• [Verilen Metin]
◇ ◇ ◇ ◇ ◇ ◇ ◇

Taksirle Yaralama Suçu Nedir?

Taksirle Yaralama Suçu Nedir?

TCK’nın 89. maddesinde düzenlenen taksirle yaralama suçu, failin öngörülebilir bir neticeyi “öngöremeyerek” dikkat ve özen yükümlülüğüne aykırı bir hareketle istememesine rağmen yaralama teşkil eden fiili işlemesidir. Taksirle yaralama suçunda, fail hareketi kendi iradesiyle yapmakla birlikte hareketinin neden olacağı neticeyi öngörememektedir. Taksirle yaralama suçunun en sık rastlanan örneği araba kullanırken ani bir dalgınlıkla başka bir araca çarpan ve araçtakilerin yaralanmasına neden olan sürücü taksirle yaralama suçu işlemiş olur.

Taksirle yaralama

Madde 89- (1) Taksirle başkasının vücuduna acı veren veya sağlığının ya da algılama yeteneğinin bozulmasına neden olan kişi, üç aydan bir yıla kadar hapis veya adlî para cezası ile cezalandırılır.

(2) Taksirle yaralama fiili, mağdurun;

a) Duyularından veya organlarından birinin işlevinin sürekli zayıflamasına,
b) Vücudunda kemik kırılmasına,
c) Konuşmasında sürekli zorluğa,
d) Yüzünde sabit ize,
e) Yaşamını tehlikeye sokan bir duruma,
f) Gebe bir kadının çocuğunun vaktinden önce doğmasına,

Neden olmuşsa, birinci fıkraya göre belirlenen ceza, yarısı oranında artırılır.

(3) Taksirle yaralama fiili, mağdurun;

a) İyileşmesi olanağı bulunmayan bir hastalığa veya bitkisel hayata girmesine,
b) Duyularından veya organlarından birinin işlevinin yitirilmesine,
c) Konuşma ya da çocuk yapma yeteneklerinin kaybolmasına,
d) Yüzünün sürekli değişikliğine,
e) Gebe bir kadının çocuğunun düşmesine,

Neden olmuşsa, birinci fıkraya göre belirlenen ceza, bir kat artırılır.

◇ ◇ ◇ ◇ ◇ ◇ ◇

• [Sağlanan Veriler]
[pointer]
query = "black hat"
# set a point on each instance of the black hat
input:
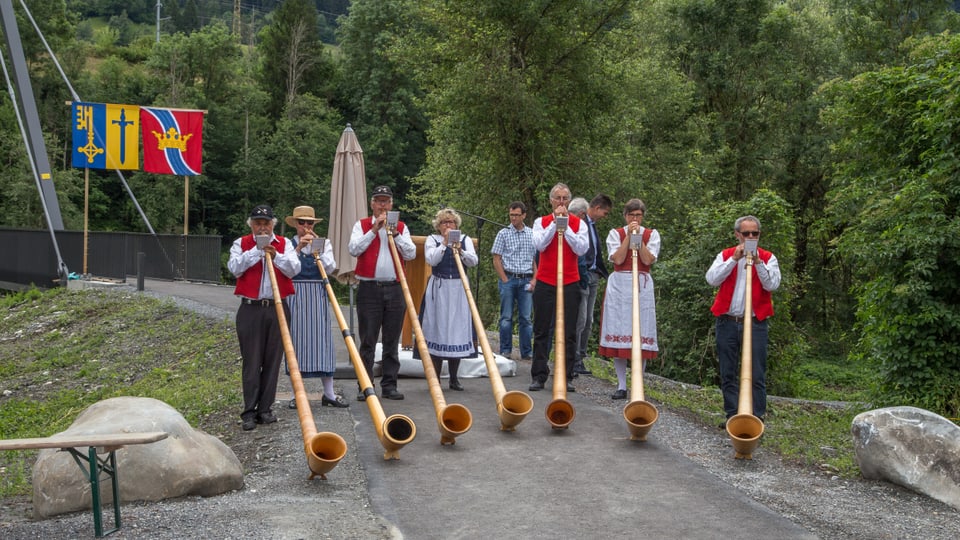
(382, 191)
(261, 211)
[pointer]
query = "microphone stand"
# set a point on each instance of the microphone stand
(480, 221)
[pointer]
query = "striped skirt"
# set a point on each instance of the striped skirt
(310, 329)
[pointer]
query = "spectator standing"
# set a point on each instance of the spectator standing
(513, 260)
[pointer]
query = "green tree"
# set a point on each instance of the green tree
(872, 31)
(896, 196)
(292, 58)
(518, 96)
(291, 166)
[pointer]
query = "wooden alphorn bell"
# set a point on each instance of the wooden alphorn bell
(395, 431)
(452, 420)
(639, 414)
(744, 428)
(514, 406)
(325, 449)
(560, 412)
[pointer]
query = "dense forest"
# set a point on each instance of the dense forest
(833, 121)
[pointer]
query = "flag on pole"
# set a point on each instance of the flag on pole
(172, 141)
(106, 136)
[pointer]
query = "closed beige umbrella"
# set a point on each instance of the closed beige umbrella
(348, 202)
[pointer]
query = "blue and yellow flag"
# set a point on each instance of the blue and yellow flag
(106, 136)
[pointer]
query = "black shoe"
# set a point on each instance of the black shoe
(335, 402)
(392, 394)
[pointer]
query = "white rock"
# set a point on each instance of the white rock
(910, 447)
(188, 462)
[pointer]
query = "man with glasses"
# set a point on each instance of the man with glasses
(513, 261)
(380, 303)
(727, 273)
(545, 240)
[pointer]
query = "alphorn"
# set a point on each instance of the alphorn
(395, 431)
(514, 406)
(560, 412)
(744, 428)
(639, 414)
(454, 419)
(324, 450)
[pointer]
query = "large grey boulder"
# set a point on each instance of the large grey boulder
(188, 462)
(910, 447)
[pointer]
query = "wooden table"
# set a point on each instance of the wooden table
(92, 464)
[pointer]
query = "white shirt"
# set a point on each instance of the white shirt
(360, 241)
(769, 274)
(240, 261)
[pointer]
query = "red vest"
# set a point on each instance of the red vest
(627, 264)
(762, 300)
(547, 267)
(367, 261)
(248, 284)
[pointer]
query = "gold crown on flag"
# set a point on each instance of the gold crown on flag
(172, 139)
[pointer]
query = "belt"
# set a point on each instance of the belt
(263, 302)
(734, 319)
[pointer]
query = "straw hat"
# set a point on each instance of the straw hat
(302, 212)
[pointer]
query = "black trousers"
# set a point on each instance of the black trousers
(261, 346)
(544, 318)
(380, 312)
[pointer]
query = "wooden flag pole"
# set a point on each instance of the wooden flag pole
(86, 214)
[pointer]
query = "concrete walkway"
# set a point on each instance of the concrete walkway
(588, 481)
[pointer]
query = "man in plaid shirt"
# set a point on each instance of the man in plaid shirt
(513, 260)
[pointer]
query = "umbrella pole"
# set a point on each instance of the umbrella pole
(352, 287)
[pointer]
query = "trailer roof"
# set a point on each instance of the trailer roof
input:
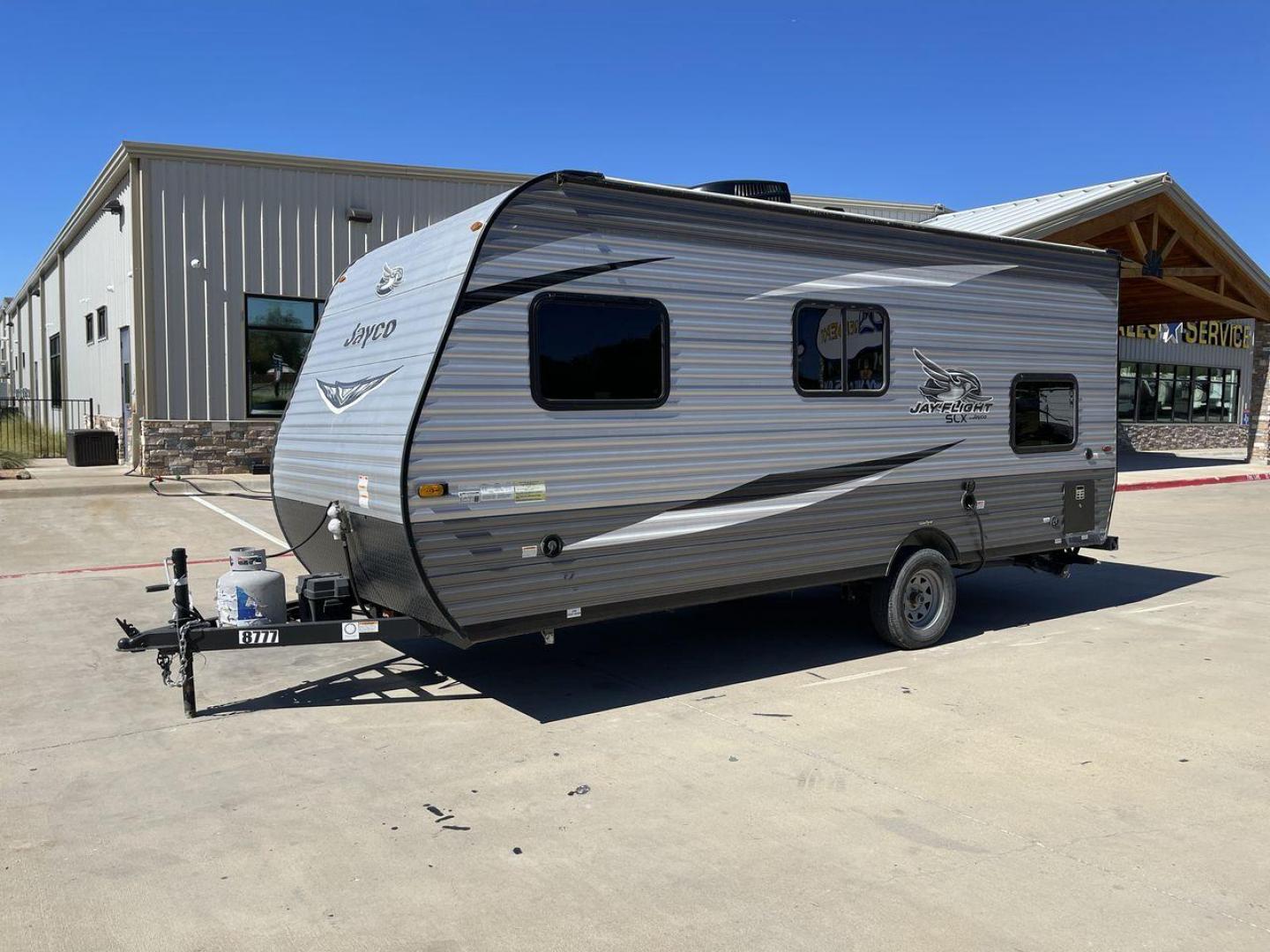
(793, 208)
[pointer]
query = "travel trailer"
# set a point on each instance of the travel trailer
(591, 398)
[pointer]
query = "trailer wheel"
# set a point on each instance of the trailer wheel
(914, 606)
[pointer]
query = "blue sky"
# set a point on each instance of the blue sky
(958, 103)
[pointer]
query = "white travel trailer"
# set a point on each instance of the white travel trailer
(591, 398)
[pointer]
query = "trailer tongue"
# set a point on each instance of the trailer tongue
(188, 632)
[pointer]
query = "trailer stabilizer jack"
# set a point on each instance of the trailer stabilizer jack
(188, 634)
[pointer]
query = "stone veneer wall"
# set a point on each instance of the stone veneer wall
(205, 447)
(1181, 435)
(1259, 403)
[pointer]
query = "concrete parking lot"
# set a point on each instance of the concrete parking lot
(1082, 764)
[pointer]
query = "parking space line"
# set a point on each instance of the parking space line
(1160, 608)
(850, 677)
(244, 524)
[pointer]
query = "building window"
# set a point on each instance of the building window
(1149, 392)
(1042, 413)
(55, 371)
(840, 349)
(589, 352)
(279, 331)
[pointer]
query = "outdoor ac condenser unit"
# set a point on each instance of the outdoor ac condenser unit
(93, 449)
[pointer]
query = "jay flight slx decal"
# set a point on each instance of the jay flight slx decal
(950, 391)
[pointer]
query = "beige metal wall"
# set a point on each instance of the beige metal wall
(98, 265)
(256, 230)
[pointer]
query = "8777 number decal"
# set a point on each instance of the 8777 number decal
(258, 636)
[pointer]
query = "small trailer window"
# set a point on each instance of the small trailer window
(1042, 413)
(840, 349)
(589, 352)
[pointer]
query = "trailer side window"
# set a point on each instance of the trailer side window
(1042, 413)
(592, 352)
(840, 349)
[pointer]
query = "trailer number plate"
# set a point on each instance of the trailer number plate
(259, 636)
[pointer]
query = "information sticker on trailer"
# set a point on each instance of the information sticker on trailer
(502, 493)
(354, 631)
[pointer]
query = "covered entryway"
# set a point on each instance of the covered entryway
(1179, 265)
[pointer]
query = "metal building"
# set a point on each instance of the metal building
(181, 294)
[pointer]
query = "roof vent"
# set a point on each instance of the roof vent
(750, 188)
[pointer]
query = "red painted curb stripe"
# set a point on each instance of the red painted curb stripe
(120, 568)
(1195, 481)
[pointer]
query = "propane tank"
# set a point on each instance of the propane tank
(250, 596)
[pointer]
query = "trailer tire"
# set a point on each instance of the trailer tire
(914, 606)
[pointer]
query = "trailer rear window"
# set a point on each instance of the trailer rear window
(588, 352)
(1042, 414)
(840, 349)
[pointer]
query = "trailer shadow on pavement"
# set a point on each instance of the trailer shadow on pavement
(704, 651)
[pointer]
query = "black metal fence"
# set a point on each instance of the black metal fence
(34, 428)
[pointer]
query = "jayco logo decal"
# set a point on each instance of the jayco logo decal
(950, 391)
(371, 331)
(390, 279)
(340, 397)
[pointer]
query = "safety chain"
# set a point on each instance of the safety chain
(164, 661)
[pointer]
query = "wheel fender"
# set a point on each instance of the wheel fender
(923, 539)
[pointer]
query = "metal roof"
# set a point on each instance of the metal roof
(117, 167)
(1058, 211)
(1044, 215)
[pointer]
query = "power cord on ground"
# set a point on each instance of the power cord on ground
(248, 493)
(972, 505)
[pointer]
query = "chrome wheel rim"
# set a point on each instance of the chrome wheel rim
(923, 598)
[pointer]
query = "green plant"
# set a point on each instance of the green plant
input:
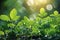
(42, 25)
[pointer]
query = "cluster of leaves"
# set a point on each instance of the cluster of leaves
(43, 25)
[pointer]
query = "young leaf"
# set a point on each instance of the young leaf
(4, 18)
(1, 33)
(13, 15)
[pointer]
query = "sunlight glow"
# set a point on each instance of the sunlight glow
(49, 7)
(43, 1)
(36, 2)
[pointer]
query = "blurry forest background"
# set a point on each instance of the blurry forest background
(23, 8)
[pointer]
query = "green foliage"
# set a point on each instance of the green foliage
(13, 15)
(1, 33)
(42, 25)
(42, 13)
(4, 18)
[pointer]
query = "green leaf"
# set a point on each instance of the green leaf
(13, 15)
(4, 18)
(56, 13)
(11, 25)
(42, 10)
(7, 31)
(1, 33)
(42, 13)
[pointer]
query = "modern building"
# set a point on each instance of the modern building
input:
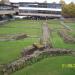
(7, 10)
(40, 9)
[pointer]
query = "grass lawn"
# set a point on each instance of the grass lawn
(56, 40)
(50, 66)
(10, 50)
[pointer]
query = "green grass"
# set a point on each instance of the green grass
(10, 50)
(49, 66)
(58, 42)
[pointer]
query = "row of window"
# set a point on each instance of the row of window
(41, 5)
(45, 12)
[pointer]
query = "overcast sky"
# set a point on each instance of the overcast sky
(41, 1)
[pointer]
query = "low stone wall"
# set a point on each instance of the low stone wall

◇ ◇ ◇ ◇ ◇ ◇ ◇

• [Görev A] Taksirle yaralama metninde "(2) Taksirle yaralama" sözlerinden başlayıp "yarısı oranında artırılır." sözlerine kadar olan kısmı, bu sözler de dahil olmak üzere, "sabit ize" yerine "kalıcı ize" koyarak güncelleyin ve yeniden yazın.
• [Görev B]
Taksirle yaralama metnine göre şu soruları yanıtlayın:
(i) Taksirle yaralama suçu TCK'nın kaçıncı maddesinde düzenlenmiştir?
(ii) Birinci fıkraya göre bu suçun cezası nedir?
(iii) Üçüncü fıkrada sayılan durumlarda birinci fıkraya göre belirlenen ceza ne kadar artırılır?
• [Görev C] Taksirle yaralama suçunu anlatan metni kaldığı yerden devam ettirin.
Kayıtlar başka bir kaynaktan alınmıştır.

• [Yanıt A]
(2) Taksirle yaralama fiili, mağdurun;

a) Duyularından veya organlarından birinin işlevinin sürekli zayıflamasına,
b) Vücudunda kemik kırılmasına,
c) Konuşmasında sürekli zorluğa,
d) Yüzünde kalıcı ize,
e) Yaşamını tehlikeye sokan bir duruma,
f) Gebe bir kadının çocuğunun vaktinden önce doğmasına,

Neden olmuşsa, birinci fıkraya göre belirlenen ceza, yarısı oranında artırılır.

• [Yanıt B]
(i) 89. maddesinde.
(ii) Üç aydan bir yıla kadar hapis veya adlî para cezası.
(iii) Bir kat artırılır.

• [Yanıt C]
(4) Fiilin birden fazla kişinin yaralanmasına neden olması halinde, altı aydan üç yıla kadar hapis cezasına hükmolunur.

(5) Taksirle yaralama suçunun soruşturulması ve kovuşturulması şikâyete bağlıdır. Ancak, birinci fıkra kapsamına giren yaralama hariç, suçun bilinçli taksirle işlenmesi halinde şikâyet aranmaz.

Taksirle Yaralama Suçu Şartları Nelerdir?

Yerleşik Yargıtay içtihatları uyarınca taksirli suçlarda dikkaet edilecek huşular şunlardır:

  1. Fiilin taksirle işlenebilen bir suç olması
  2. Hareketin iradi olması
  3. Meydana gelen sonucun fail tarafından istenmemesi
  4. Hareket ile meydana gelen sonuç arasında nedensellik bağının bulunması
  5. Hareket neticesinde doğan sonucun fail tarafından öngörülmemesi.

Taksirle yaralama suçunun manevi unsurunu hukuka aykırılık oluşturmaktadır bu bağlamda kanunda bahsi geçen hukuka uygunluk durumlarının somut olayda mevcudiyeti halinde fail suça konu eylemi nedeniyle cezalandırılmayacaktır.

Taksirle Yaralama Suçunun Unsurları Nelerdir?

Fail: Taksirle yaralama suçu özgü bir suç olmadığı için suçun faili herkes olabilir. Somut olay çerçevesinde eylemi gerçekleştiren(ler) suçun faili olacaktır.

Mağdur: Suçun mağduru tam ve sağ doğan herkes olabilir. Ancak belirtmek gerekir ki taksirle yaralama suçunun faili olan kişi kendi kendini taksirle yaralaması nedeniyle aynı zamanda da suçun mağduru olamaz. (Askeri Ceza Kanu’nundaki düzenlemeler gibi özel kanuni düzenlemeler olduğu durumlar hariç.)

Hukuki Menfaat: Taksirle yaralama suçunda korunan hukuki menfaat kişi veya kişilerin beden ve psikolojik dokunulmazlıklarıdır.

Fiil: Taksirle yaralama suçu icrai bir hareketler işlenebileceği gibi ihmal suretiyle de işlenebilir. Taksirle yaralama suçu serbest hareketli bir suçtur. Taksirle yaralama suçunun oluşabilmesi için failin, bir başka kişinin vücuduna acı veren veya sağlığının ya da algılama yeteneğinin bozulmasına neden olan bir eylemde bulunması gerekmektedir.

Suçun Manevi Unsuru: Taksirle yaralama suçunun manevi unsurunu suçun taksirle işlenmesi oluşturmaktadır.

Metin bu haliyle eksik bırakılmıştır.